▶ **TASK TO CARRY OUT**: Would you set down every line of the data below exactly as it reads?

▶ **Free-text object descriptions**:
+--
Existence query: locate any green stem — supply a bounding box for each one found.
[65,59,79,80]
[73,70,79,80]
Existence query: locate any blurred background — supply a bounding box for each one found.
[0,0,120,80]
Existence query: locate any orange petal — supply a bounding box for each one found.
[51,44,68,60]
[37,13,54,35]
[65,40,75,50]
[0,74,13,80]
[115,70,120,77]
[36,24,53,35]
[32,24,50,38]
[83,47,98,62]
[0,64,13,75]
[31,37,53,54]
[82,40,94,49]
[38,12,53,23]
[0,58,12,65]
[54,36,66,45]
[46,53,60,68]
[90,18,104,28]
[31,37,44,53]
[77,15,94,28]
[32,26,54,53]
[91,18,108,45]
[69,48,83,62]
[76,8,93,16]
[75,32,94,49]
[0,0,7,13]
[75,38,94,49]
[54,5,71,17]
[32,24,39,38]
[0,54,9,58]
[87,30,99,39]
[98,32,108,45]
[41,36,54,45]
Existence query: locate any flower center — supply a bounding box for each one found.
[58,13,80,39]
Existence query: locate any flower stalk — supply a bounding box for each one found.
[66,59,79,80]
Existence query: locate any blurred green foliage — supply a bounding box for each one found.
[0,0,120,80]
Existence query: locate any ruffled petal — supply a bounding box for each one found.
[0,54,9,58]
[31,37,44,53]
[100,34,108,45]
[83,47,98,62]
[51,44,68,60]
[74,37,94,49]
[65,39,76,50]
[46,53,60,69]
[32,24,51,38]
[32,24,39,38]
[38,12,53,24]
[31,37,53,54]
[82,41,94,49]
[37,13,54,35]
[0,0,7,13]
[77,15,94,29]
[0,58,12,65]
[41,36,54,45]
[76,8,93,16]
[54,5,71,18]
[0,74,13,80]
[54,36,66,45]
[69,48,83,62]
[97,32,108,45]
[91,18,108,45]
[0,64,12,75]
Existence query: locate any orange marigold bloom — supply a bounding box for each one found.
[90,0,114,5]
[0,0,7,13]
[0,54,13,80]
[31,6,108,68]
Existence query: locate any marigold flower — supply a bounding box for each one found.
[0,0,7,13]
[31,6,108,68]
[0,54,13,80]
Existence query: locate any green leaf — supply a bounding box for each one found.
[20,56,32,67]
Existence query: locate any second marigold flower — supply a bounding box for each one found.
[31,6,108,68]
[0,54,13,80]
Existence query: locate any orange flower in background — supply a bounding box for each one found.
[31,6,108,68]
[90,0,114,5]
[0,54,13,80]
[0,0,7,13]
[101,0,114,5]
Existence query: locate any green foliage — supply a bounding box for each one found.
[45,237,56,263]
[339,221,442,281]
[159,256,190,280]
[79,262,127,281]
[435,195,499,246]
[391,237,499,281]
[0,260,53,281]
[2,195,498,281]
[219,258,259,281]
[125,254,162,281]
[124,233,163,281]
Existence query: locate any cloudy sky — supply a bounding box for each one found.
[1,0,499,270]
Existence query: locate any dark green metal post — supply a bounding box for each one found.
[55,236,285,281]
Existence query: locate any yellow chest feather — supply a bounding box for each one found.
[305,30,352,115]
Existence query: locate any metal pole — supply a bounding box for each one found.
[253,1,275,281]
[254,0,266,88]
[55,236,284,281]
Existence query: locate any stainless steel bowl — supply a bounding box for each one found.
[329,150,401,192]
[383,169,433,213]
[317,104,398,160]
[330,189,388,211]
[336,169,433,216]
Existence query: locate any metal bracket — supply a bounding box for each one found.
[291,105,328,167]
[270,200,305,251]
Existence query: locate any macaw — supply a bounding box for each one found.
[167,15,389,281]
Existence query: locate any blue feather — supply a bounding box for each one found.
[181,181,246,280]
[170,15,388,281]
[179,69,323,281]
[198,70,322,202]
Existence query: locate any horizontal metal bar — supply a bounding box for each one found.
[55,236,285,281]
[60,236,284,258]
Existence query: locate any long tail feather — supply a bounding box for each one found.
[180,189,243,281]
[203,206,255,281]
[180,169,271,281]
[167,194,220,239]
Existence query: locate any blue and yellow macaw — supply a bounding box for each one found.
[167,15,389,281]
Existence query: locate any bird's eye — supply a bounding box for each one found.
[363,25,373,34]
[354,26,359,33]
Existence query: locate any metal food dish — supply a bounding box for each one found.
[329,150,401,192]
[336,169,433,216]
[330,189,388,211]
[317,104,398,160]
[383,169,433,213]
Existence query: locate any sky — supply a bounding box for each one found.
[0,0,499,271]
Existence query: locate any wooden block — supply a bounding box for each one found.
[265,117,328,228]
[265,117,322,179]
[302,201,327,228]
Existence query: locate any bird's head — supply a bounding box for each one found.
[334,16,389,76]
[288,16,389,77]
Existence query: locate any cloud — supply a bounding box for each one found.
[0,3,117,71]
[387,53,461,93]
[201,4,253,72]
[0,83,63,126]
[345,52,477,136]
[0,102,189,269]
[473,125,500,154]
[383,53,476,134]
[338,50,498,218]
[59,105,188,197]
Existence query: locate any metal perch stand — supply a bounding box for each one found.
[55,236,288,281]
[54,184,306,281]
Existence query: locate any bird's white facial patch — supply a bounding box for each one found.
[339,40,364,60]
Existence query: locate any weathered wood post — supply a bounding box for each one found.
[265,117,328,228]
+--
▶ **EXERCISE SOLUTION**:
Existence query: locate any green stem — supply a bounding box for each one found.
[65,59,79,80]
[73,70,79,80]
Existence query: locate any blurred background — supply a bounding box for each one found.
[0,0,120,80]
Existence query: locate any orange petal — supply a bounding box for each one found.
[51,44,68,60]
[37,13,54,35]
[65,40,75,50]
[0,74,13,80]
[115,70,120,77]
[36,24,53,35]
[32,24,50,38]
[83,47,98,62]
[0,64,13,75]
[31,37,53,54]
[82,40,94,49]
[38,12,53,23]
[0,58,12,65]
[54,36,66,45]
[46,53,60,68]
[90,18,104,28]
[31,37,44,53]
[77,15,94,28]
[32,26,54,53]
[91,18,108,45]
[69,48,83,62]
[76,8,93,16]
[75,32,94,49]
[0,0,7,13]
[75,38,94,49]
[54,5,71,17]
[32,24,39,38]
[0,54,9,58]
[87,30,99,39]
[98,32,108,45]
[41,36,54,45]
Existence query: locate any flower center — supply a bounding box for each one found.
[58,13,80,39]
Existence query: locate any flower stalk — supply a bounding box for each one found.
[66,59,79,80]
Existence query: locate any blurred green foliage — supply a bounding box for each one found.
[0,0,120,80]
Existence query: locate any ruffled petal — supply a bounding box for each one found.
[0,54,9,58]
[31,37,44,53]
[100,34,108,45]
[83,47,98,62]
[51,44,68,60]
[74,37,94,49]
[65,39,76,50]
[46,53,60,69]
[32,24,51,38]
[32,24,39,38]
[38,12,53,24]
[31,37,53,54]
[82,41,94,49]
[37,13,54,35]
[0,0,7,13]
[77,15,94,29]
[0,58,12,65]
[41,36,54,45]
[76,8,93,16]
[54,5,71,18]
[0,74,13,80]
[54,36,66,45]
[69,48,83,62]
[97,32,108,45]
[91,18,108,45]
[0,64,12,75]
Existence query: locate any orange marigold bloom — supply a bounding box for each one found.
[90,0,114,5]
[0,0,7,13]
[0,54,13,80]
[31,6,108,68]
Existence query: locate any marigold flower — supply a bounding box for each one found.
[0,0,7,13]
[31,6,108,68]
[0,54,13,80]
Existence query: locate any green leaf — supply a bounding box for each one found.
[20,56,32,67]
Existence query: locate any second marigold flower — supply a bounding box for each one found.
[31,6,108,68]
[0,54,13,80]
Existence query: locate any orange flower in background — supply a bounding box for each one found.
[31,6,108,68]
[90,0,114,5]
[0,54,13,80]
[0,0,7,13]
[101,0,114,5]
Existence query: locate any green foliage — supply a bounding box for each one found.
[45,237,56,263]
[339,221,442,281]
[159,256,190,280]
[79,262,127,281]
[435,195,499,246]
[391,237,499,281]
[0,260,53,281]
[2,195,498,281]
[219,258,259,281]
[125,254,162,281]
[124,233,163,281]
Existence query: locate any cloudy sky — supply a bounding box for each one found.
[1,0,499,270]
Existence query: locate any dark green metal post — supply a bounding box for each one found.
[55,236,285,281]
Existence query: locate any yellow chest feather — supply a bounding box for each one found.
[305,30,352,115]
Existence query: locate any metal pole — supply a bounding box for each one found.
[253,1,275,281]
[254,0,266,88]
[55,236,284,281]
Existence query: locate any stainless steel bowl — supply a bounding box for each one found.
[329,150,401,192]
[383,169,433,213]
[317,104,398,160]
[330,189,388,211]
[336,169,433,216]
Existence query: locate any metal bracket — supply a bounding box for each one found.
[291,105,328,167]
[270,200,305,251]
Existence query: locate any macaw — supply a bounding box for each one found.
[167,15,389,281]
Existence query: locate any blue feather — supply a bounding box for each one found.
[181,181,246,280]
[170,15,388,281]
[179,69,323,281]
[198,70,322,202]
Existence query: locate any horizontal metal bar — supply a bounding box for each one found.
[55,236,285,281]
[60,236,284,258]
Existence query: locate any long tail feather — supply a bounding box for each one found.
[180,189,243,281]
[203,206,255,281]
[180,169,271,281]
[167,194,220,239]
Existence query: locate any blue and yellow macaw — supply a bounding box for each one found.
[167,15,389,281]
Existence query: locate any bird's eye — supply a bounding box for each one found.
[363,25,373,34]
[354,26,359,33]
Existence query: locate any metal food dish — supply a bounding box for each one found.
[329,150,401,192]
[336,169,433,216]
[330,189,388,211]
[317,104,398,160]
[383,169,433,213]
Existence query: locate any sky — supply a bounding box for each one found.
[0,0,499,271]
Existence query: locate any wooden block — supply a bounding box for each one found.
[265,117,328,228]
[265,117,322,179]
[302,201,327,228]
Existence query: locate any bird's head — supply a bounding box for each one found.
[334,16,389,76]
[288,16,389,77]
Existence query: locate any cloud — supply a bounding box for each one found.
[0,3,117,71]
[387,53,461,93]
[201,4,253,72]
[0,83,63,126]
[345,52,477,136]
[0,102,189,269]
[473,125,500,154]
[383,53,476,134]
[338,50,498,218]
[59,105,188,197]
Existence query: locate any metal perch stand — supply a bounding box for each one found.
[55,236,288,281]
[54,184,306,281]
Existence query: locate any bird's white facial patch — supply a bounding box for each one found.
[339,40,364,60]
Existence query: locate any weathered wood post — supply a bounding box for each one found.
[265,117,328,228]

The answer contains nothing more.